Revise the items below by replacing each "holes" with "cutouts" and leaving everything else unchanged. Leave the pictures out of your answer.

--- start Input for this task ---

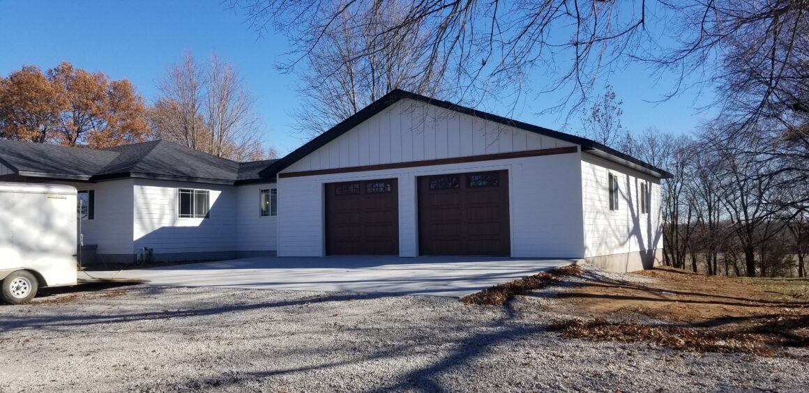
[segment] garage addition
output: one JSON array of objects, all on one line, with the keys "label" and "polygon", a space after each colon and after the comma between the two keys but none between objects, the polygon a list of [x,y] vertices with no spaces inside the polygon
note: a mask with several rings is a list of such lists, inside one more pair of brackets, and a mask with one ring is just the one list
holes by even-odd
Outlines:
[{"label": "garage addition", "polygon": [[625,271],[660,257],[669,175],[587,139],[394,91],[260,175],[280,190],[279,256],[577,258]]}]

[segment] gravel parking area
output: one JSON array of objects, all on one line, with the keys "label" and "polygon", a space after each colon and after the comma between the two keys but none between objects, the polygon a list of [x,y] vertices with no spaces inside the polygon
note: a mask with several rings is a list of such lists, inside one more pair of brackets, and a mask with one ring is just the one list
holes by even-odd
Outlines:
[{"label": "gravel parking area", "polygon": [[553,300],[134,286],[0,306],[0,391],[802,391],[792,356],[564,339]]}]

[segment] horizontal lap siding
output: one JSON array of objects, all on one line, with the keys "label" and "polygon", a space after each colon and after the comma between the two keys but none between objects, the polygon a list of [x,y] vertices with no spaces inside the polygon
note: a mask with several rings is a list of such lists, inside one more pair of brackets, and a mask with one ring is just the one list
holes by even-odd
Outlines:
[{"label": "horizontal lap siding", "polygon": [[[178,218],[179,188],[210,191],[210,218]],[[136,180],[133,251],[143,247],[156,254],[235,251],[236,200],[234,186]]]},{"label": "horizontal lap siding", "polygon": [[[663,247],[660,180],[616,163],[582,154],[586,256],[609,256]],[[608,175],[618,176],[619,207],[609,209]],[[650,182],[649,213],[641,213],[641,182]]]},{"label": "horizontal lap siding", "polygon": [[418,176],[507,170],[511,256],[583,256],[581,155],[578,153],[479,163],[390,169],[278,180],[278,253],[324,255],[324,184],[396,178],[399,183],[400,255],[418,255]]},{"label": "horizontal lap siding", "polygon": [[260,215],[260,190],[274,189],[275,184],[236,188],[236,247],[240,251],[276,251],[277,216]]},{"label": "horizontal lap siding", "polygon": [[403,99],[284,170],[333,169],[574,146]]},{"label": "horizontal lap siding", "polygon": [[98,254],[132,254],[134,182],[127,179],[95,184],[65,184],[78,191],[95,190],[94,219],[81,222],[84,244],[98,245]]}]

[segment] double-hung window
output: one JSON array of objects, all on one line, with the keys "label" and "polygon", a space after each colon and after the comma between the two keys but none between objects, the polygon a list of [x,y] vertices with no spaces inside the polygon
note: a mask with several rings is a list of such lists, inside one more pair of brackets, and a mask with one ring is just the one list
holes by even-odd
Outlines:
[{"label": "double-hung window", "polygon": [[95,218],[95,190],[79,191],[78,200],[78,219],[92,220]]},{"label": "double-hung window", "polygon": [[618,176],[609,174],[609,209],[618,209]]},{"label": "double-hung window", "polygon": [[277,188],[269,188],[259,192],[259,215],[260,217],[278,215]]},{"label": "double-hung window", "polygon": [[180,218],[207,218],[210,210],[210,192],[208,190],[178,190],[179,210]]}]

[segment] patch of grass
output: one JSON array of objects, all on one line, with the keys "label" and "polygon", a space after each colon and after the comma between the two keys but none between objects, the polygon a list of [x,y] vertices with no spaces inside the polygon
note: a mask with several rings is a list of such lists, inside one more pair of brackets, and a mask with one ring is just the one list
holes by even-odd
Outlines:
[{"label": "patch of grass", "polygon": [[464,296],[460,301],[466,304],[505,306],[517,296],[526,295],[532,291],[558,283],[561,281],[561,277],[579,274],[582,274],[582,268],[575,264],[562,266],[550,273],[540,273],[486,288]]}]

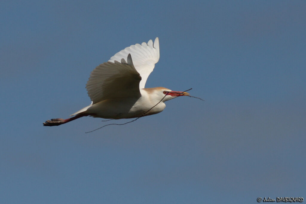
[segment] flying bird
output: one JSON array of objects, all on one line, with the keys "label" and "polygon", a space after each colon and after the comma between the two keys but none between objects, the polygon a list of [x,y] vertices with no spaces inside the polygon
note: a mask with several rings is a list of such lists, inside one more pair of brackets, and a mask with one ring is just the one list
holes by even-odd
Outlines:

--- end Input for this task ---

Written solution
[segment] garage addition
output: one JSON array of objects, all on one line, with the keys "label" and "polygon", a space after each colon and after the comma between the two keys but none between objects, the polygon a list of [x,y] vertices with no spaces inside the polygon
note: a mask with several rings is a list of such lists, inside one more pair of brackets, and a mask with one ring is just the one list
cutouts by even-odd
Outlines:
[{"label": "garage addition", "polygon": [[625,271],[660,257],[669,175],[587,139],[394,91],[260,175],[280,190],[279,256],[577,258]]}]

[segment] gravel parking area
output: one JSON array of objects, all on one line, with the keys "label" and "polygon", a space after each colon and after the comma between the two keys but none between objects, the polygon a list of [x,y] vertices with no spaces inside the polygon
note: a mask with several rings is a list of such lists, inside one more pair of brackets, and a mask with one ring is just the one list
cutouts by even-odd
Outlines:
[{"label": "gravel parking area", "polygon": [[553,300],[134,286],[0,306],[0,391],[802,391],[792,356],[564,339]]}]

[segment] horizontal lap siding
output: one JSON array of objects, all on one line, with the keys "label" and "polygon", a space after each colon and after the comma between the two keys but none between objects, the polygon a list of [x,y] vertices with no spaces inside the polygon
note: a mask with several rings is a list of such lists, inside one more pair of brackets, and a mask with one ring is just the one list
cutouts by even-odd
Outlines:
[{"label": "horizontal lap siding", "polygon": [[[178,218],[179,188],[210,191],[210,218]],[[136,180],[133,251],[143,247],[156,254],[235,251],[236,200],[234,186]]]},{"label": "horizontal lap siding", "polygon": [[[663,247],[660,180],[616,163],[582,154],[586,256],[609,256]],[[608,175],[618,176],[619,207],[609,209]],[[650,182],[649,213],[641,213],[641,182]]]},{"label": "horizontal lap siding", "polygon": [[418,176],[507,170],[511,256],[583,256],[581,155],[578,153],[479,163],[390,169],[278,180],[278,253],[324,255],[324,184],[396,178],[399,183],[400,255],[418,255]]},{"label": "horizontal lap siding", "polygon": [[260,215],[260,190],[274,189],[275,184],[236,188],[236,247],[240,251],[276,251],[277,216]]},{"label": "horizontal lap siding", "polygon": [[403,99],[284,170],[333,169],[574,146]]},{"label": "horizontal lap siding", "polygon": [[98,254],[132,254],[134,182],[127,179],[95,184],[65,184],[78,191],[95,190],[94,219],[81,222],[84,244],[98,245]]}]

[segment] double-hung window
output: one JSON array of objects, all on one line, with the keys "label" and "polygon", a space after each colon and after the comma between the two keys but none between objects, the polygon a list of [x,y] vertices with no spaces inside the polygon
note: a mask with several rings is a list of such lists, inside one more pair of brackets, and a mask with one ring is just the one list
cutouts by even-odd
Outlines:
[{"label": "double-hung window", "polygon": [[95,218],[95,190],[79,191],[78,200],[78,219],[92,220]]},{"label": "double-hung window", "polygon": [[618,176],[609,174],[609,209],[618,209]]},{"label": "double-hung window", "polygon": [[277,188],[269,188],[259,192],[259,215],[260,217],[278,215]]},{"label": "double-hung window", "polygon": [[180,218],[207,218],[210,210],[210,192],[208,190],[178,190],[179,210]]}]

[segment] patch of grass
output: one JSON array of objects, all on one line, with the keys "label" and "polygon", a space after each colon and after the comma between the two keys but none between objects, the polygon a list of [x,y] vertices with no spaces inside the polygon
note: a mask with several rings is a list of such lists, inside one more pair of brackets, and a mask with one ring is just the one list
cutouts by even-odd
Outlines:
[{"label": "patch of grass", "polygon": [[464,296],[460,301],[466,304],[505,306],[517,296],[526,295],[532,291],[558,283],[561,281],[561,277],[579,274],[582,274],[582,268],[575,264],[562,266],[550,273],[540,273],[486,288]]}]

[segment] flying bird
output: one JSON array of objects, all on one line, with the keys "label" and "polygon", a space after each colon and after the comma between the two keys but none between objects, the polygon a list of [x,y] vertices with no spaces inside the polygon
note: a mask with several rings is a list of such lists, inside one more pair of brackets, and a mask with one ring is just the one list
cutouts by even-odd
Outlines:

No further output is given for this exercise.